> **EXERCISE**:
Write out each line exactly as given. Leave the pictures out of your copy.

> **LISTED RECORDS**:
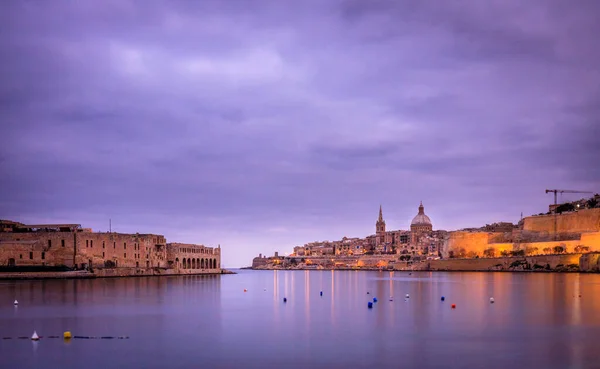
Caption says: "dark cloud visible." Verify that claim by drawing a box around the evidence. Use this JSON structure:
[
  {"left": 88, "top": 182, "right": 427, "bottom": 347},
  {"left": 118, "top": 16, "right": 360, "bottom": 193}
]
[{"left": 0, "top": 0, "right": 600, "bottom": 265}]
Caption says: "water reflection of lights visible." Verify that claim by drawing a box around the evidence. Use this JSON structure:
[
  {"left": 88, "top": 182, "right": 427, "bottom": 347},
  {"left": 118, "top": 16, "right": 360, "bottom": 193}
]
[
  {"left": 329, "top": 269, "right": 335, "bottom": 326},
  {"left": 304, "top": 270, "right": 310, "bottom": 328},
  {"left": 572, "top": 274, "right": 581, "bottom": 324}
]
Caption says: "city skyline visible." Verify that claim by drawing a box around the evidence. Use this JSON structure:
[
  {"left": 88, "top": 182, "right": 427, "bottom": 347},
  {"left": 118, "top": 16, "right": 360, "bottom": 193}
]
[{"left": 0, "top": 0, "right": 600, "bottom": 267}]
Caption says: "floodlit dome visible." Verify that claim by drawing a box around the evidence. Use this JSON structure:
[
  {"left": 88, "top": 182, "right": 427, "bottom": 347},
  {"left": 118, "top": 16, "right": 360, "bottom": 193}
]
[{"left": 410, "top": 203, "right": 431, "bottom": 227}]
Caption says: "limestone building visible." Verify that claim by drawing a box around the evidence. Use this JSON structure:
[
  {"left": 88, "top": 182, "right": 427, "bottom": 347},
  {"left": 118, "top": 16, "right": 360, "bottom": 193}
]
[
  {"left": 410, "top": 202, "right": 433, "bottom": 233},
  {"left": 293, "top": 202, "right": 446, "bottom": 256},
  {"left": 0, "top": 220, "right": 221, "bottom": 274}
]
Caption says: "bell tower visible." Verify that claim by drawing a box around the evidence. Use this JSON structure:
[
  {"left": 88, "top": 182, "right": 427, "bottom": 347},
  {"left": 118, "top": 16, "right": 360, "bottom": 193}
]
[{"left": 375, "top": 205, "right": 385, "bottom": 245}]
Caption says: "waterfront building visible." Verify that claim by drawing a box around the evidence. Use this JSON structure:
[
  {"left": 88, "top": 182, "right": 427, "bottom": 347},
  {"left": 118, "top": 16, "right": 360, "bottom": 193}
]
[
  {"left": 291, "top": 202, "right": 446, "bottom": 256},
  {"left": 0, "top": 220, "right": 221, "bottom": 274}
]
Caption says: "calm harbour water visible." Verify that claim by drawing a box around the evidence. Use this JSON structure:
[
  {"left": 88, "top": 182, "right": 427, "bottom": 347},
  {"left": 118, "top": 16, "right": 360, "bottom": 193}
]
[{"left": 0, "top": 270, "right": 600, "bottom": 369}]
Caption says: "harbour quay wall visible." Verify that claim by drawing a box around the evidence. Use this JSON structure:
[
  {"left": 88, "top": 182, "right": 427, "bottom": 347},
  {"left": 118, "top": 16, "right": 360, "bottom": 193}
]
[
  {"left": 523, "top": 208, "right": 600, "bottom": 233},
  {"left": 0, "top": 220, "right": 221, "bottom": 275},
  {"left": 0, "top": 268, "right": 222, "bottom": 280},
  {"left": 424, "top": 252, "right": 600, "bottom": 272}
]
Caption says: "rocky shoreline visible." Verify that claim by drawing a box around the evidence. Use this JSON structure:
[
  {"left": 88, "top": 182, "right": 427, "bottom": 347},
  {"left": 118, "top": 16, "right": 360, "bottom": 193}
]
[{"left": 248, "top": 252, "right": 600, "bottom": 273}]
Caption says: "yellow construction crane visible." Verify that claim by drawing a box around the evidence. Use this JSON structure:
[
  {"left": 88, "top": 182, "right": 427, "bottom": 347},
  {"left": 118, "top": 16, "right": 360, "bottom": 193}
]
[{"left": 546, "top": 190, "right": 593, "bottom": 240}]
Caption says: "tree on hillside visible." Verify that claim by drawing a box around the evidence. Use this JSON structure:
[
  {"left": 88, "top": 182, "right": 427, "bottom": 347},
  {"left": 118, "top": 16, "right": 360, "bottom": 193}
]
[
  {"left": 525, "top": 247, "right": 538, "bottom": 255},
  {"left": 467, "top": 251, "right": 477, "bottom": 259},
  {"left": 483, "top": 247, "right": 496, "bottom": 258}
]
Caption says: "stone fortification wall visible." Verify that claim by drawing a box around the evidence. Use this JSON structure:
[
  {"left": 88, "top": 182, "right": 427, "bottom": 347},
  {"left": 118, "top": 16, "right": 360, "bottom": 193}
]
[
  {"left": 75, "top": 232, "right": 167, "bottom": 268},
  {"left": 0, "top": 224, "right": 221, "bottom": 274},
  {"left": 442, "top": 231, "right": 494, "bottom": 258},
  {"left": 443, "top": 232, "right": 600, "bottom": 258},
  {"left": 167, "top": 243, "right": 221, "bottom": 272},
  {"left": 424, "top": 254, "right": 584, "bottom": 271},
  {"left": 0, "top": 232, "right": 76, "bottom": 267},
  {"left": 579, "top": 252, "right": 600, "bottom": 273},
  {"left": 523, "top": 208, "right": 600, "bottom": 233}
]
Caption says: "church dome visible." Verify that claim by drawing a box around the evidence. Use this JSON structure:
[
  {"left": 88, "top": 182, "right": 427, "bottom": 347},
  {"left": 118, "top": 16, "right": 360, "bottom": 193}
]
[{"left": 410, "top": 203, "right": 431, "bottom": 226}]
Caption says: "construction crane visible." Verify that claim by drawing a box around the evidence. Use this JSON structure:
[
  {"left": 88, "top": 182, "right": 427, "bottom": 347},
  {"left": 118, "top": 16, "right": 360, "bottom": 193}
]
[{"left": 546, "top": 190, "right": 593, "bottom": 241}]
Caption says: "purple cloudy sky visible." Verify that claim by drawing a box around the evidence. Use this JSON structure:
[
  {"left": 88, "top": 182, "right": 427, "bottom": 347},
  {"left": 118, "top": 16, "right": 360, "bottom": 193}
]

> **SOLUTION TO THIS PROBLEM**:
Caption says: "dark cloud visible." Verify that claim by drawing a box around the evidence. Use this JSON structure:
[
  {"left": 88, "top": 182, "right": 427, "bottom": 347},
  {"left": 118, "top": 16, "right": 360, "bottom": 193}
]
[{"left": 0, "top": 0, "right": 600, "bottom": 265}]
Caption says: "water reflection of lights visible." Verify that claim by drawing a box around the evidence. Use this JSON structure:
[
  {"left": 88, "top": 182, "right": 427, "bottom": 347},
  {"left": 118, "top": 16, "right": 360, "bottom": 193}
]
[
  {"left": 329, "top": 269, "right": 335, "bottom": 326},
  {"left": 304, "top": 270, "right": 310, "bottom": 328},
  {"left": 572, "top": 274, "right": 581, "bottom": 324}
]
Caption says: "city skyline visible." Verify that claim by drawing a box around the evidence. Use this JSON structure:
[
  {"left": 88, "top": 182, "right": 427, "bottom": 347},
  {"left": 118, "top": 16, "right": 360, "bottom": 193}
]
[{"left": 0, "top": 0, "right": 600, "bottom": 267}]
Caption says: "floodlit dome visible." Verify that claim by drawing a box around the evidence. Use this JSON structure:
[
  {"left": 88, "top": 182, "right": 427, "bottom": 347},
  {"left": 118, "top": 16, "right": 360, "bottom": 193}
]
[{"left": 410, "top": 203, "right": 431, "bottom": 227}]
Caption says: "limestone building visible." Verify that claim by drawing a box around the evidence. Use this JSON structure:
[
  {"left": 88, "top": 182, "right": 427, "bottom": 347},
  {"left": 118, "top": 16, "right": 360, "bottom": 193}
]
[
  {"left": 410, "top": 202, "right": 433, "bottom": 233},
  {"left": 293, "top": 202, "right": 446, "bottom": 256},
  {"left": 0, "top": 220, "right": 221, "bottom": 274}
]
Caption says: "bell tower visible." Verify that claim by drawing a box around the evidence. Use this JSON structure:
[
  {"left": 88, "top": 182, "right": 427, "bottom": 347},
  {"left": 118, "top": 16, "right": 360, "bottom": 193}
]
[{"left": 375, "top": 205, "right": 385, "bottom": 245}]
Caption says: "waterfront building visible." Verify that claim by drawing a box around the evidence. Use this JSON structure:
[
  {"left": 88, "top": 182, "right": 427, "bottom": 347},
  {"left": 118, "top": 16, "right": 360, "bottom": 193}
]
[
  {"left": 291, "top": 202, "right": 446, "bottom": 256},
  {"left": 0, "top": 220, "right": 221, "bottom": 274}
]
Caption says: "calm harbour water visible." Verify that claim by drawing a box around the evidence. Use this JSON structure:
[
  {"left": 88, "top": 182, "right": 427, "bottom": 347},
  {"left": 118, "top": 16, "right": 360, "bottom": 193}
]
[{"left": 0, "top": 270, "right": 600, "bottom": 369}]
Caption says: "harbour quay wall visible." Verify that claim by drawing a box around the evidence. Use this JSON structure:
[
  {"left": 88, "top": 182, "right": 427, "bottom": 347},
  {"left": 118, "top": 16, "right": 360, "bottom": 193}
]
[
  {"left": 523, "top": 208, "right": 600, "bottom": 233},
  {"left": 0, "top": 220, "right": 221, "bottom": 275},
  {"left": 0, "top": 268, "right": 222, "bottom": 280},
  {"left": 424, "top": 252, "right": 600, "bottom": 272}
]
Caption says: "rocky shoreline visible." Verify that claim by drawing a box around the evidence. Use this JSON structure:
[
  {"left": 88, "top": 182, "right": 427, "bottom": 347},
  {"left": 118, "top": 16, "right": 360, "bottom": 193}
]
[{"left": 248, "top": 252, "right": 600, "bottom": 273}]
Caption says: "yellow construction crane visible." Verify that claim by drawing a box around the evidence. Use this JSON structure:
[
  {"left": 88, "top": 182, "right": 427, "bottom": 347},
  {"left": 118, "top": 16, "right": 360, "bottom": 193}
]
[{"left": 546, "top": 190, "right": 593, "bottom": 240}]
Caption says: "tree on hillside visible." Verify that claim by drawing a box around the evidence. Use this JSON structure:
[
  {"left": 88, "top": 182, "right": 427, "bottom": 347},
  {"left": 118, "top": 16, "right": 360, "bottom": 193}
]
[
  {"left": 525, "top": 247, "right": 538, "bottom": 255},
  {"left": 467, "top": 251, "right": 477, "bottom": 259},
  {"left": 483, "top": 247, "right": 496, "bottom": 258}
]
Caption says: "stone fortification wall visible." Verify that claim by drawing a box around the evidence. Use this JSON structure:
[
  {"left": 88, "top": 182, "right": 427, "bottom": 347},
  {"left": 118, "top": 16, "right": 360, "bottom": 193}
]
[
  {"left": 75, "top": 232, "right": 167, "bottom": 268},
  {"left": 0, "top": 224, "right": 221, "bottom": 274},
  {"left": 442, "top": 231, "right": 494, "bottom": 258},
  {"left": 443, "top": 232, "right": 600, "bottom": 258},
  {"left": 167, "top": 243, "right": 221, "bottom": 272},
  {"left": 424, "top": 254, "right": 584, "bottom": 271},
  {"left": 0, "top": 232, "right": 76, "bottom": 267},
  {"left": 579, "top": 252, "right": 600, "bottom": 273},
  {"left": 523, "top": 208, "right": 600, "bottom": 233}
]
Caption says: "church dome visible." Verify that claim by drawing a box around the evidence. Use this JSON structure:
[
  {"left": 88, "top": 182, "right": 427, "bottom": 347},
  {"left": 118, "top": 16, "right": 360, "bottom": 193}
]
[{"left": 410, "top": 203, "right": 431, "bottom": 226}]
Caption says: "construction crane visible." Verify that claim by drawing a box around the evidence. Use this JSON structure:
[
  {"left": 88, "top": 182, "right": 427, "bottom": 347},
  {"left": 118, "top": 16, "right": 360, "bottom": 193}
]
[{"left": 546, "top": 190, "right": 593, "bottom": 241}]
Caption says: "purple cloudy sky visible." Verify that claim by drawing a box around the evidence. Use this JSON structure:
[
  {"left": 88, "top": 182, "right": 427, "bottom": 347},
  {"left": 118, "top": 16, "right": 360, "bottom": 193}
]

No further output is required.